WHAT THE EXERCISE ASKS » From the entries, pull out each line containing the word "distant", matching case exactly.

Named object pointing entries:

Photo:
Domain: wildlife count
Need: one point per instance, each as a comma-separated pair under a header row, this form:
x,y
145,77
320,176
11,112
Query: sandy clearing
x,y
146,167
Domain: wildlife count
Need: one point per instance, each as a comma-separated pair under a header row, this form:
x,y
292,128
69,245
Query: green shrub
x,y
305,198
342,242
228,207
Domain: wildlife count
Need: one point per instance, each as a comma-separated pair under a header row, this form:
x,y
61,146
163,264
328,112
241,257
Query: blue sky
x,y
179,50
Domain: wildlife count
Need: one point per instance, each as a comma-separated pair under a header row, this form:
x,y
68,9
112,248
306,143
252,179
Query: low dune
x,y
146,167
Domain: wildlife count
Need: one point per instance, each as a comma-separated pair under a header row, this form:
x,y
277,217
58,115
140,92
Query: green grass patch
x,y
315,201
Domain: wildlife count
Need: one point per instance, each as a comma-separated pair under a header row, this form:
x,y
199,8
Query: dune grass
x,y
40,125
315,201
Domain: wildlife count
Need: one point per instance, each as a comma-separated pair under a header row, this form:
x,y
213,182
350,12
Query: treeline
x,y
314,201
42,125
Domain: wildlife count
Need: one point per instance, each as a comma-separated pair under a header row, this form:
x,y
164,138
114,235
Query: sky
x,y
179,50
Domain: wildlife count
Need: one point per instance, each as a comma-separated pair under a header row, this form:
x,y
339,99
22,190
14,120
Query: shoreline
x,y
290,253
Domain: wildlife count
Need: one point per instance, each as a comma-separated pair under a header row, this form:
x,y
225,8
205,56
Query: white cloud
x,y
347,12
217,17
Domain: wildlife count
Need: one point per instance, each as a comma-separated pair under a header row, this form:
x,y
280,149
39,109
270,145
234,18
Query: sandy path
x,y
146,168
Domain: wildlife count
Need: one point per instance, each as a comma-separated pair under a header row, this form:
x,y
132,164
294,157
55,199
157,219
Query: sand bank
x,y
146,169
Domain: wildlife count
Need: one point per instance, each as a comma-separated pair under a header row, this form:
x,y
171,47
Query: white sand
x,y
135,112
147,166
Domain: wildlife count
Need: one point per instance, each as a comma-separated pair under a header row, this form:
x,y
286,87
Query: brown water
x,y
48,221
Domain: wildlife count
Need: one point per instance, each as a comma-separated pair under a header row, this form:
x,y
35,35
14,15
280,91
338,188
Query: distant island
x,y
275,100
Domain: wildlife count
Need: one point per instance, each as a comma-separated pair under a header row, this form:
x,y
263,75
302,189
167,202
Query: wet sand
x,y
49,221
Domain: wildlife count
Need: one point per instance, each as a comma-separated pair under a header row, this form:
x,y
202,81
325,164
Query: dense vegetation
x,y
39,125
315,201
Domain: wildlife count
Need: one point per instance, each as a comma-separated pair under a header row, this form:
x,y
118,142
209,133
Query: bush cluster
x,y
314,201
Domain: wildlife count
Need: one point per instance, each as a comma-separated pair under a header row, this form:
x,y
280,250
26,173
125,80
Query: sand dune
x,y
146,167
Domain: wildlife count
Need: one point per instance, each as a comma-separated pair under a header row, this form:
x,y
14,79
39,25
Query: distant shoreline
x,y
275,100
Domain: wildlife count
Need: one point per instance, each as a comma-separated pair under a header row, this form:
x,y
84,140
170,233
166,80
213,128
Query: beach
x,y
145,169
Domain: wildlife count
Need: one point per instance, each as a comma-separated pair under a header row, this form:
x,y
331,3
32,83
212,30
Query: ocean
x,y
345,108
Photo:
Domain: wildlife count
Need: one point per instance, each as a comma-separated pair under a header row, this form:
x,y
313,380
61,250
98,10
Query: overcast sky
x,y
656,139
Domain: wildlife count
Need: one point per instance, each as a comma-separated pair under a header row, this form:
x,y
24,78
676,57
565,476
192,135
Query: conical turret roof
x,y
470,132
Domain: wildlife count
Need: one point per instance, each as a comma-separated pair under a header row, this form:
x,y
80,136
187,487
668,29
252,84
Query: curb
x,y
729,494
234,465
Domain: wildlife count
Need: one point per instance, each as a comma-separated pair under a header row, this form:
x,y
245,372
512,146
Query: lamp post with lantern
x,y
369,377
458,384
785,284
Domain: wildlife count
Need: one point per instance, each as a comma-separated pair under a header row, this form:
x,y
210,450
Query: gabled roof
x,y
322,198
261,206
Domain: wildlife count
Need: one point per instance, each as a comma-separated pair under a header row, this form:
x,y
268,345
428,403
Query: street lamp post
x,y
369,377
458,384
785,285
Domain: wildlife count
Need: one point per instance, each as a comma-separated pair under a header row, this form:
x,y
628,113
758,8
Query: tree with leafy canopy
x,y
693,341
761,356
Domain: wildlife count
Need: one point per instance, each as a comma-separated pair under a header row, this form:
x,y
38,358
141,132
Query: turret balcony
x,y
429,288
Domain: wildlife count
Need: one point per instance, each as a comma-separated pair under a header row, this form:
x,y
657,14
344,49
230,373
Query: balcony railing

WRITTEN ANSWER »
Query: distant island
Query: distant shoreline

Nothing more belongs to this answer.